**Instrução 1:** De acordo com o trecho sobre publicidade na pandemia, por que Eduardo Simon diz que há urgência em observar de perto o que está acontecendo? Responda em uma a três frases.
**Instrução 2:** Dê continuidade ao trecho sobre publicidade na pandemia a partir do ponto em que ele termina.

**Trecho citado:**

Para Amanda Gasperini, diretora de Data Intelligence & Insights da F.biz, este é o momento em que empresa precisa conhecer mais os consumidores e prospects, entender a experiência de cada ponto de contato e saber de fato como construir a conexão tanto agora como no futuro, “que, como se sabe, não será igual a antes”. “Os anunciantes que estão com esse olhar, vão sair na frente e voltar da crise de forma mais estruturada, conseguindo se conectar com o consumidor”.

Para ela, uma das coisas que a pandemia deixou mais latente foi a “explicitação dos valores de cada empresa”. “Com isso, o consumidor passou a olhar para as empresas conforme seus valores não só falados, mas tangibilizados, buscando uma conexão real com suas crenças. Sua exigência cresce nessa relação, assim como o digital e seus novos hábitos estão respondendo às suas necessidades”.

Eduardo Simon, CEO da DPZ&T, lembra que, neste momento, os consumidores estão mais conectados e o desafio é desenvolver uma comunicação integrada, que não interrompa com atributos funcionais de uma marca. “Ela deve oferecer entretenimento e ser tão envolvente quanto o conteúdo consumido. Ela deve despertar no consumidor o mesmo desejo que ele tem de compartilhar o conteúdo consumido. E não é de hoje que formatos de merchandising e patrocínios vêm amadurecendo e buscando menos interrupções”, argumenta.

Para Simon, o papel do mercado publicitário é fundamental para ajudar a manter o diálogo entre os consumidores e as marcas, criando um elo para uma nova realidade e um futuro que ainda está sendo construído. “Um futuro em que as marcas entendam de maneira empática seus papéis na sociedade. Com isso em mente, as marcas mais antenadas com o nosso tempo, além do comportamento e o espírito das pessoas, compreendem com mais clareza as novas formas de comunicar que surgem e mudam rapidamente. Então, há uma urgência em observar e entender bem de perto o que está acontecendo para acompanhar essas mudanças”.

Ele sugere que as agências fiquem próximas de seus clientes, oferecendo soluções completas. “Não somente propaganda, mas proporcionando diagnóstico para os problemas e as ferramentas necessárias para solucioná-los, independentemente de qual sejam”.

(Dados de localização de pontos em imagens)
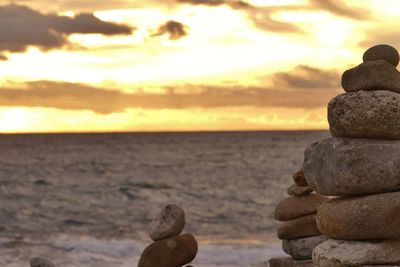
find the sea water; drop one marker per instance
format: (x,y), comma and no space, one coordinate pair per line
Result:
(86,199)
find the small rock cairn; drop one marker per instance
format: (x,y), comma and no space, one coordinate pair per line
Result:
(361,166)
(170,248)
(299,230)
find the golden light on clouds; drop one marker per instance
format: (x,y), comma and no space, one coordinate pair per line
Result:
(133,65)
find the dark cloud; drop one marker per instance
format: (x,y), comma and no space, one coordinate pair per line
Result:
(306,77)
(21,27)
(261,16)
(174,29)
(294,93)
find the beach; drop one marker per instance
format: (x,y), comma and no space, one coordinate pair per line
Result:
(86,199)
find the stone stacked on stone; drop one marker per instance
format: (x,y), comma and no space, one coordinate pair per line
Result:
(41,262)
(298,231)
(360,165)
(170,248)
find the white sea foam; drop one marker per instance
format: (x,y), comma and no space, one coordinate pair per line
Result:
(126,253)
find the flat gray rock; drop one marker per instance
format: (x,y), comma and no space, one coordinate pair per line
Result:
(168,223)
(337,253)
(368,217)
(365,114)
(372,75)
(41,262)
(301,248)
(346,167)
(382,52)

**Resposta 1:** Porque as novas formas de comunicar surgem e mudam rapidamente. Por isso é preciso observar e entender de perto o que está acontecendo para acompanhar essas mudanças.

**Resposta 2:**
Simon explica que a crise veio num momento em que o mercado de propaganda e as marcas já estavam em transição. “De março pra cá, as pessoas estão se adaptando a uma nova vida e, consequentemente, os anunciantes também. Hoje, atitude é tão importante quanto o discurso e, mais do que nunca, a tarefa de comunicar é primordial. As marcas precisam se retransformar do ponto de vista de comunicação, se recolocando nas conversas com as pessoas e encontrando um propósito neste momento em que a sociedade está passando por uma transformação tão intensa e preocupante”.

Para Renata Bokel, CSO da WMcCann, o consumidor será um misto de euforia e retração. “Euforia porque ele vai querer reviver tudo o que perdeu. Por outro lado, vai enfrentar um futuro incerto na perspectiva financeira, já que 81% dos brasileiros apontaram estar preocupados com o seu emprego e 80% com sua saúde, segundo pesquisa da Accenture, de abril deste ano”.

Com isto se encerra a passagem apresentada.